Task goal: Could you extract every line of the material below and reproduce each one word for word, without changing anything?

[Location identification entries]
....................
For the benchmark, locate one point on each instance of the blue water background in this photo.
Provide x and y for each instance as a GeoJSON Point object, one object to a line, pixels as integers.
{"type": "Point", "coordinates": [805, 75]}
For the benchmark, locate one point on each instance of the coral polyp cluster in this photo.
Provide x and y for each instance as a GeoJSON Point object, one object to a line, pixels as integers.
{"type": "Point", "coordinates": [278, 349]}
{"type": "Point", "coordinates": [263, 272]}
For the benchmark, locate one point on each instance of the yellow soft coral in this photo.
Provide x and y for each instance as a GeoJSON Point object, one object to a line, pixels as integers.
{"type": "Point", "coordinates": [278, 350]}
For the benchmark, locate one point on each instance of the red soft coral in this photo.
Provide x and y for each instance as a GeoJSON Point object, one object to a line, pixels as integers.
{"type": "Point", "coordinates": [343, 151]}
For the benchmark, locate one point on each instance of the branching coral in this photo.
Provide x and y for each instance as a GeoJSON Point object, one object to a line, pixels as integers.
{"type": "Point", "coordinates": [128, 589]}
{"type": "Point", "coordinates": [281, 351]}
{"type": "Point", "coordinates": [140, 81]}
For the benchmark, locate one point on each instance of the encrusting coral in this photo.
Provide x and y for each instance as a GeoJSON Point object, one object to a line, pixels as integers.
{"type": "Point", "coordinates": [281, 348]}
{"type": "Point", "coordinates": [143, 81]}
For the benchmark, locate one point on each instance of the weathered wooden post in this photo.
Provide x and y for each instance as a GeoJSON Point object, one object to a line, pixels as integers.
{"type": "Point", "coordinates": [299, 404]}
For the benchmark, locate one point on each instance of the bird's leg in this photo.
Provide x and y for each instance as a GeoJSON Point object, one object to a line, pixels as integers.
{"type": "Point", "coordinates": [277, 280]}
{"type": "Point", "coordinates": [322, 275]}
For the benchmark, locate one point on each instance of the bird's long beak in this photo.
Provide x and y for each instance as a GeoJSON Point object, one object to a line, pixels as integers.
....................
Solution below:
For the benchmark, locate one point on each instance of the blue water background in this photo.
Provide x and y for each instance as a GeoJSON Point object, one object to a line, pixels as integers.
{"type": "Point", "coordinates": [805, 75]}
For the benchmark, locate one point on each instance of the coral polyp cluster in this photo.
Provide x and y for each instance as a GeoJSON Point object, one object to a line, pixels as integers.
{"type": "Point", "coordinates": [278, 349]}
{"type": "Point", "coordinates": [263, 272]}
For the benchmark, locate one point on each instance of the yellow soft coral in this photo.
Provide x and y for each instance as a GeoJSON Point object, one object to a line, pixels as integers.
{"type": "Point", "coordinates": [278, 350]}
For the benchmark, locate one point on each instance of the red soft coral in this photo.
Provide x and y for each instance as a GeoJSON Point object, one object to a line, pixels as integers.
{"type": "Point", "coordinates": [343, 151]}
For the benchmark, locate one point on each instance of the branching coral in this photo.
Provide x and y for each instance as a GeoJSON Point object, one object to a line, pixels as integers.
{"type": "Point", "coordinates": [128, 589]}
{"type": "Point", "coordinates": [281, 351]}
{"type": "Point", "coordinates": [140, 81]}
For the benchmark, locate one point on each instance of the encrusting coral in this photo.
Provide x and y for each instance as a GeoJSON Point object, one object to a line, pixels as integers.
{"type": "Point", "coordinates": [281, 348]}
{"type": "Point", "coordinates": [143, 81]}
For the benchmark, locate one point on each instance of the weathered wooden post in this photo.
Provide x and y for each instance as a GeoJSON Point object, one object to a line, pixels as integers.
{"type": "Point", "coordinates": [299, 404]}
For the benchmark, locate one point on each instance of the bird's leg in this photo.
Provide x and y for each instance as a GeoJSON Point object, one object to a line, pixels as integers.
{"type": "Point", "coordinates": [277, 280]}
{"type": "Point", "coordinates": [322, 275]}
For the benchmark, locate one point on each instance of the bird's long beak in this photo.
Provide x and y for each instance as a GeoJSON Point object, one object to a line, pixels as integers.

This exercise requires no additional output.